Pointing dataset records
+++

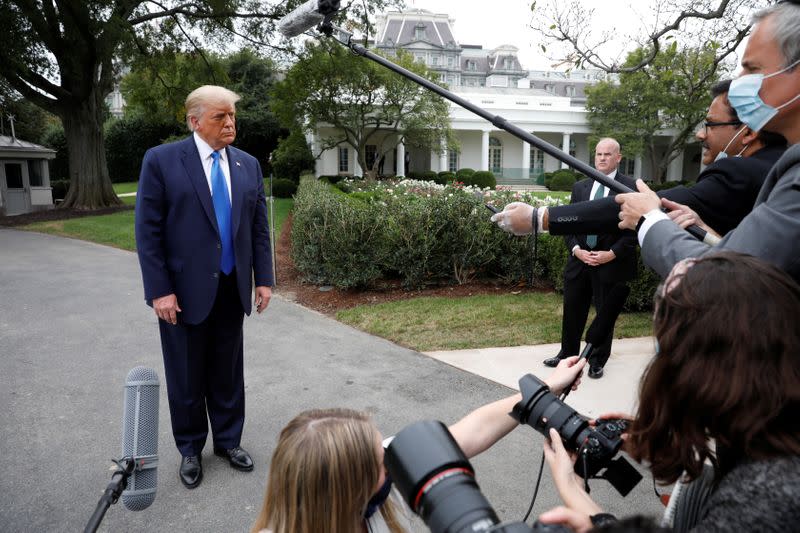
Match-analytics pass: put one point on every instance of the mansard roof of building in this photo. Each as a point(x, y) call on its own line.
point(400, 29)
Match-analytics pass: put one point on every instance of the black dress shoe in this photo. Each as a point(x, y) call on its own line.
point(553, 361)
point(595, 372)
point(238, 458)
point(191, 471)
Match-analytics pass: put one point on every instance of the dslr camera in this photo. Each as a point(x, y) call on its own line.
point(438, 482)
point(596, 446)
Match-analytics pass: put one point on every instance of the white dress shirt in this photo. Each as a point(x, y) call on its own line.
point(205, 157)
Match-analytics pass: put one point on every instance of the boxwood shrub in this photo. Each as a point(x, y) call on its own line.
point(361, 238)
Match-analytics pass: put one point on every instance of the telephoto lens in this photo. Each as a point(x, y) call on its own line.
point(595, 446)
point(436, 479)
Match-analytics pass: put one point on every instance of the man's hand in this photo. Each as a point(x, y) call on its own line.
point(263, 295)
point(586, 256)
point(602, 257)
point(515, 218)
point(634, 205)
point(565, 373)
point(684, 216)
point(167, 308)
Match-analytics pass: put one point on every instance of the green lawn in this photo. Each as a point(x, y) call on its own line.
point(442, 323)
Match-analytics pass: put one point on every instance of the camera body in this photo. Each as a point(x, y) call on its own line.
point(596, 446)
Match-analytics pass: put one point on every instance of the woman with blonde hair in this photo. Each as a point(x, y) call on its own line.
point(327, 470)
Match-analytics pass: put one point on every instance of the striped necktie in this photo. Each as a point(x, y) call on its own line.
point(222, 209)
point(591, 240)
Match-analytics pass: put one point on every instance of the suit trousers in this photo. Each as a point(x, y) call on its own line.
point(204, 369)
point(579, 293)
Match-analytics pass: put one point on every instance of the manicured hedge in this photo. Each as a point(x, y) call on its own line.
point(361, 238)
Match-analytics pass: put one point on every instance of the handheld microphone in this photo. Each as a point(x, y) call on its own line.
point(140, 437)
point(306, 16)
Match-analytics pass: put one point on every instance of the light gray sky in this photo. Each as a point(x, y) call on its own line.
point(492, 23)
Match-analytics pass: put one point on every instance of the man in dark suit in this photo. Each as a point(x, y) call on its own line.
point(596, 265)
point(202, 238)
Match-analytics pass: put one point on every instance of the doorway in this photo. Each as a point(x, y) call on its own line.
point(16, 187)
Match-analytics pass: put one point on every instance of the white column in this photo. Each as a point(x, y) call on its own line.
point(637, 167)
point(675, 169)
point(401, 159)
point(565, 147)
point(484, 150)
point(526, 160)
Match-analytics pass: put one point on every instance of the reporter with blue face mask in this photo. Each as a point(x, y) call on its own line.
point(766, 95)
point(737, 159)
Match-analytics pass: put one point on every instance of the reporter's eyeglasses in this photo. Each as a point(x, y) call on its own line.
point(711, 124)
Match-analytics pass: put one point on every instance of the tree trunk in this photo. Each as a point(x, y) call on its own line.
point(90, 186)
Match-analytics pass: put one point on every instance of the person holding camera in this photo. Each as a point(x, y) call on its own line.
point(327, 471)
point(718, 403)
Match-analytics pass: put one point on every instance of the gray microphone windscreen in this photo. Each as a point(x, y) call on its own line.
point(140, 436)
point(301, 19)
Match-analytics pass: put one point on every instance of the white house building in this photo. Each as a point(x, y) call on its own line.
point(550, 105)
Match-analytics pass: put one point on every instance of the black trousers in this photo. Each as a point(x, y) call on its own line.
point(579, 293)
point(204, 369)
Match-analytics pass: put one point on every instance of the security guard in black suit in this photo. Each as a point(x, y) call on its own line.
point(597, 263)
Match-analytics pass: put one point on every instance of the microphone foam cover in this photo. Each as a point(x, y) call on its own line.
point(140, 435)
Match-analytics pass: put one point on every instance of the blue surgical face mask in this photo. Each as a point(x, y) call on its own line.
point(744, 98)
point(724, 153)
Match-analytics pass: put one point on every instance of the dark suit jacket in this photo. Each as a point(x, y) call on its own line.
point(623, 244)
point(723, 195)
point(177, 238)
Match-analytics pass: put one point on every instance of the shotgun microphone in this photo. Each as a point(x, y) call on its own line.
point(140, 437)
point(603, 324)
point(306, 16)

+++

Can you copy out every one of the records above word for word, leaving out the pictures?

Match-analytics pass: put one point on every instance of the mansard roof of building in this photo. Each as a point(x, y) call on its own line.
point(400, 29)
Match-analytics pass: put one point on every instance of the black dress shoe in this photo. Each as a point(x, y) call on its own line.
point(553, 361)
point(595, 372)
point(238, 458)
point(191, 471)
Match-analytics pass: put one point on every instance of the dslr camera in this photo. Each as a point(x, y) call on its own line.
point(438, 482)
point(596, 446)
Match-analytics pass: put one point on every instance of the white dress shirt in this photo. Each as a point(x, y) call on its own line.
point(205, 157)
Match-analytics pass: put one point on every instance of the boxwood shrub in this photo. Each as a point(x, y) call on its own line.
point(361, 238)
Match-analytics pass: put one point on every instance of the telephoto lens in this photo. Each as a point(x, y) call on its own line.
point(595, 446)
point(436, 479)
Match-analytics pass: put one point on every instance of the man's hand in this photo. Each as a point(x, y) call on its own line.
point(263, 295)
point(586, 256)
point(602, 257)
point(515, 218)
point(634, 205)
point(565, 373)
point(684, 216)
point(167, 308)
Match-analytics pass: put one point on every instance of the green lawn in this photo. Each as a point(x, y) call on its own line.
point(442, 323)
Match-analytics pass: put one point on every instance of the camera body in this photo. Each as a point(x, y) call on its own line.
point(596, 446)
Match-analytics pass: put one point on every instance of the woman with blonde hair in this photo. Each as a point(x, y) call on its own line.
point(327, 470)
Match-analytics pass: put one point on every instance of the striped necktie in this photo. Each as a point(x, y) call on its own line.
point(222, 209)
point(591, 240)
Match-analytics pass: put one point on every instance of the suit trousers in this photo. Each as a point(x, y) call on its own line.
point(204, 369)
point(579, 293)
Match-analytics pass: put one point on every instance of the manicured hedge in this photo. Each as a point(x, y) call on its own line.
point(361, 238)
Match-analytics pass: put one point on every instance of the handheld microphone in this photo. Each as a point(x, y) call on its own line.
point(140, 437)
point(306, 16)
Match-analytics pass: put one point on every instance of the light gray sky in this photo. Each as a point(x, y) call on its own line.
point(492, 23)
Match-analytics pass: put one point on every instance of the man in dark suit in this photo. Each as a point(x, y) call on its own line.
point(596, 265)
point(202, 238)
Match-analytics pass: put one point on every instance of the doorway in this photo. Each as a point(x, y) call on its own line.
point(16, 187)
Match-analytics pass: put one point on every instance of the white column in this photo. Each as a point(x, y) call on its own line.
point(637, 167)
point(675, 169)
point(401, 159)
point(565, 147)
point(484, 150)
point(526, 160)
Match-analytics pass: put one point on every instance of the reporter with blue face mask in this photo. Each as a point(x, y) call on its own line.
point(766, 95)
point(737, 159)
Match-analytics pass: put one point on every instance of the reporter's eyeglasses in this photo. Each as a point(x, y) call on its own line.
point(711, 124)
Match-analytics pass: put one point on every instance of the tree trunk in this photo. Each as a point(x, y) call on its own line.
point(90, 186)
Match-analytics pass: put one point on every instance of the person holding camera in this photo. Each as a point(x, y) call on its own line.
point(327, 471)
point(718, 403)
Match-analytics pass: put one point on every instance of the gray microphone windscreen in this photo. Each as a point(x, y) call on its own line.
point(140, 436)
point(301, 19)
Match-analytics pass: put one point on every instance of the white house building in this photo. Each as a point(x, y) call on its own line.
point(550, 105)
Match-analytics pass: put one point on every instance of the black trousers in this photo. Each as a point(x, y) call on its own line.
point(579, 293)
point(204, 369)
Match-analytics pass: put one point on every instance of the security guard in black suit in this photo. Each as a point(x, y) call on its own line.
point(597, 263)
Match-analytics pass: put one point on every instance of the microphone foam cover in this photo. Each as a point(x, y) call on its own line.
point(140, 435)
Match-analytics pass: put one point on every instance of the blue surgical face mask in this photo. Each as a point(x, y) call on its own line.
point(744, 98)
point(724, 153)
Match-analytics pass: put one point on every instance of the dark suit jacket in this photo. Each as a point(x, y) call on its own line.
point(623, 244)
point(723, 195)
point(177, 238)
Match-analytics pass: put one point on every instance of the shotgun microphone in this photo. Each as a point(x, y) call on its own line.
point(140, 437)
point(603, 324)
point(306, 16)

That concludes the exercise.